Problems:
**1.** Update the Chisholm Trail Heritage Center description, starting at the words "In the early" and stopping after "the Chisholm Trail.", so that "concerned citizens" becomes "local residents".
**2.** According to the Chisholm Trail Heritage Center description, which artist created the bronze monument "On the Chisholm Trail"?

Document extract:
○ ○ ○ ○ ○

The Chisholm Trail Heritage Center and Garis Gallery of the American West is a museum and cultural center in Duncan, Oklahoma, which celebrates the historic Chisolm Trail.  Located just north of the Red River on the historic Chisholm Trail in Duncan, Oklahoma, this is not your typical “stop-and-stare” museum. It is an interactive adventure for cowboys and cowgirls of all ages. 

Toss a rope around a Longhorn steer; ride a bucking bronco; create your own brand or sit a spell near the campfire and listen to Jesse Chisholm as he offers advice to a young cowboy on his first cattle drive. In the multi-sensory Experience Theater, smell the wildflowers of a springtime Oklahoma prairie, listen to the thundering hooves of a cattle stampede, and feel the wind and rain on your face as a storm rages. Meet our extremely rude chuckwagon or sit a spell in the Duncan Store.

Among other exhibits, is the bronze monument “On the Chisholm Trail,” by artist Paul Moore. 

History:

In the early 1990s, a group of concerned citizens from Duncan, southwest Oklahoma, and northern Texas came together to form a partnership to increase the quality of life in the region, help educate people of all ages on the courage, struggles and successes of settlement in this hostile area, and provide an information stop on the route of modern-day explorers of the Chisholm Trail.

○ ○ ○ ○ ○

Record set:
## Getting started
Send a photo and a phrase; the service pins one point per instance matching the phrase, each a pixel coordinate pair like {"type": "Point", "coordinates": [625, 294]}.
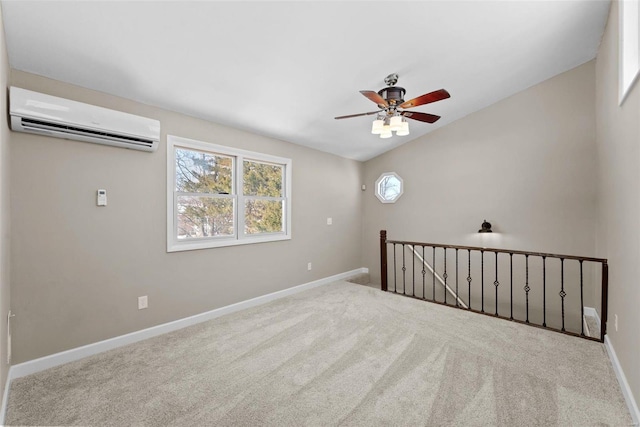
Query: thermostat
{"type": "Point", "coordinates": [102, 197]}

○ ○ ○ ○ ○

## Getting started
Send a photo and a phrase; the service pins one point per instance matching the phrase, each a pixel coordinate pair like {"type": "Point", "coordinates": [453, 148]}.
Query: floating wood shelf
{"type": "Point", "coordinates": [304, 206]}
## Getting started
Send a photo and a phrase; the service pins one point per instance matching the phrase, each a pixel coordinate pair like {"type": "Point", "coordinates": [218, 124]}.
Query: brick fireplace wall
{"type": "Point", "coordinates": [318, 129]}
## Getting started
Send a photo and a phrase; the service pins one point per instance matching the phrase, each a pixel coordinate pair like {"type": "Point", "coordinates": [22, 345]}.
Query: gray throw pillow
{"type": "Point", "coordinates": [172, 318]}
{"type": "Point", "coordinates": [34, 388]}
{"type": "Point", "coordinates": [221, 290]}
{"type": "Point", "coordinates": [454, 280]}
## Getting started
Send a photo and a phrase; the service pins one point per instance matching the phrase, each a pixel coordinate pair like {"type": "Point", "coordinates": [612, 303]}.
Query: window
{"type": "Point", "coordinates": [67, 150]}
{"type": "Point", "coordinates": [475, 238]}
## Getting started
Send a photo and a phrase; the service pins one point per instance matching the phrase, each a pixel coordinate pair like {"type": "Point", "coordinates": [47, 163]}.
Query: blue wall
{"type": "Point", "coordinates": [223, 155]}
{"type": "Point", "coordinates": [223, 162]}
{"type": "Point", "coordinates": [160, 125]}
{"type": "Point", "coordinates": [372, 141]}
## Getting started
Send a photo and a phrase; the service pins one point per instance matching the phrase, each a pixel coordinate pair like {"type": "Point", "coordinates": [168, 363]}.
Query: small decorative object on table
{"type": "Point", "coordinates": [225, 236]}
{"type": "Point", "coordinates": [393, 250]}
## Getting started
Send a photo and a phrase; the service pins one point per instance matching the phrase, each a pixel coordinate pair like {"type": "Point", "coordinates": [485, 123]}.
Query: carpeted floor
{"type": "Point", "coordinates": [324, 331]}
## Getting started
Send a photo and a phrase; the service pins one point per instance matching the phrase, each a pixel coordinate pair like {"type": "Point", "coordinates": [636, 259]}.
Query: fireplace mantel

○ ○ ○ ○ ○

Final results:
**1.**
In the early 1990s, a group of local residents from Duncan, southwest Oklahoma, and northern Texas came together to form a partnership to increase the quality of life in the region, help educate people of all ages on the courage, struggles and successes of settlement in this hostile area, and provide an information stop on the route of modern-day explorers of the Chisholm Trail.

**2.** Paul Moore